Provided entries
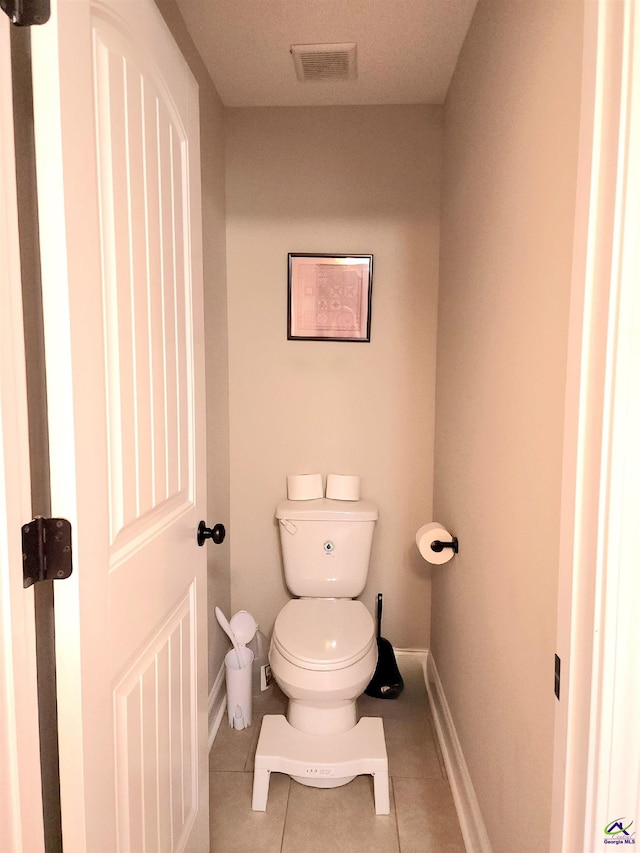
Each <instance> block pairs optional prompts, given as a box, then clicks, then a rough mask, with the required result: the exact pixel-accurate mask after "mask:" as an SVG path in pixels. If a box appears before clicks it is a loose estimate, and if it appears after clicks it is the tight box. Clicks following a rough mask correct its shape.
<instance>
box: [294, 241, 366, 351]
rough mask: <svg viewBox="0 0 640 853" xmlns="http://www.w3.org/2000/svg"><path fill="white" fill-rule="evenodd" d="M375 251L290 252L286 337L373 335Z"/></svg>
mask: <svg viewBox="0 0 640 853" xmlns="http://www.w3.org/2000/svg"><path fill="white" fill-rule="evenodd" d="M372 280H373V255H311V254H292V253H290V254H289V292H288V296H289V298H288V310H287V339H288V340H290V341H360V342H367V341H369V340H370V339H371V284H372Z"/></svg>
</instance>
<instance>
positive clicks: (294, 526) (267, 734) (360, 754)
mask: <svg viewBox="0 0 640 853" xmlns="http://www.w3.org/2000/svg"><path fill="white" fill-rule="evenodd" d="M276 519H277V521H278V527H279V532H280V545H281V548H282V562H283V567H284V576H285V581H286V584H287V588H288V589H289V592H291V593H292V594H293V595H294V596H296V598H294V599H292V600H291V601H289V602H288V603H287V604H285V606H284V607H283V608H282V610H281V611H280V613H279V614H278V616H277V617H276V621H275V625H274V628H273V634H272V637H271V646H270V649H269V663H270V664H271V671H272V673H273V676H274V679H275V681H276V682H277V683H278V684H279V685H280V687H281V689H282V691H283V693H285V695H286V696H288V698H289V703H288V709H287V716H286V718H285V717H284V716H282V715H281V714H278V715H270V714H266V715H265V716H264V717H263V719H262V725H261V729H260V737H259V739H258V744H257V746H256V755H255V760H254V779H253V799H252V808H253V809H254V811H264V810H265V809H266V807H267V797H268V794H269V776H270V774H271V773H272V772H274V771H275V772H279V773H288V774H289V775H290V776H291V778H292V779H295V780H296V781H297V782H301V783H302V784H303V785H309V786H312V787H314V788H336V787H338V786H341V785H346V784H347V783H348V782H350V781H351V780H352V779H354V778H355V777H356V776H358V775H360V774H365V773H366V774H371V775H372V776H373V780H374V796H375V804H376V814H389V809H390V806H389V762H388V758H387V749H386V745H385V740H384V728H383V725H382V720H381V719H380V718H379V717H363V718H362V719H360V720H356V699H357V698H358V696H360V695H361V693H363V691H364V689H365V687H366V686H367V684H368V683H369V682H370V680H371V677H372V676H373V673H374V672H375V668H376V663H377V659H378V644H377V642H376V636H375V631H374V626H373V619H372V618H371V614H370V613H369V611H368V610H367V608H366V607H365V606H364V604H362V602H360V601H357V597H358V596H359V595H361V594H362V592H363V591H364V587H365V584H366V580H367V574H368V571H369V557H370V555H371V543H372V540H373V529H374V526H375V523H376V521H377V519H378V508H377V507H376V506H375V505H374V504H373V503H371V502H370V501H364V500H362V501H356V500H349V501H346V500H338V499H329V498H319V499H316V500H305V501H300V500H298V501H292V500H286V501H280V502H279V503H278V505H277V507H276Z"/></svg>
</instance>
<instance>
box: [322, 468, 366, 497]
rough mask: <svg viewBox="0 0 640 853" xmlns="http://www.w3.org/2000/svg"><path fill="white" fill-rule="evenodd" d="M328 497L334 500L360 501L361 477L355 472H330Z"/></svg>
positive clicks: (328, 489) (327, 492)
mask: <svg viewBox="0 0 640 853" xmlns="http://www.w3.org/2000/svg"><path fill="white" fill-rule="evenodd" d="M327 497H328V498H331V500H334V501H359V500H360V477H356V476H355V475H353V474H329V475H328V476H327Z"/></svg>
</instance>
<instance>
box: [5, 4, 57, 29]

Work item
State how many lines in the records contain the word "positive". Reply with the number alone.

Finished task
2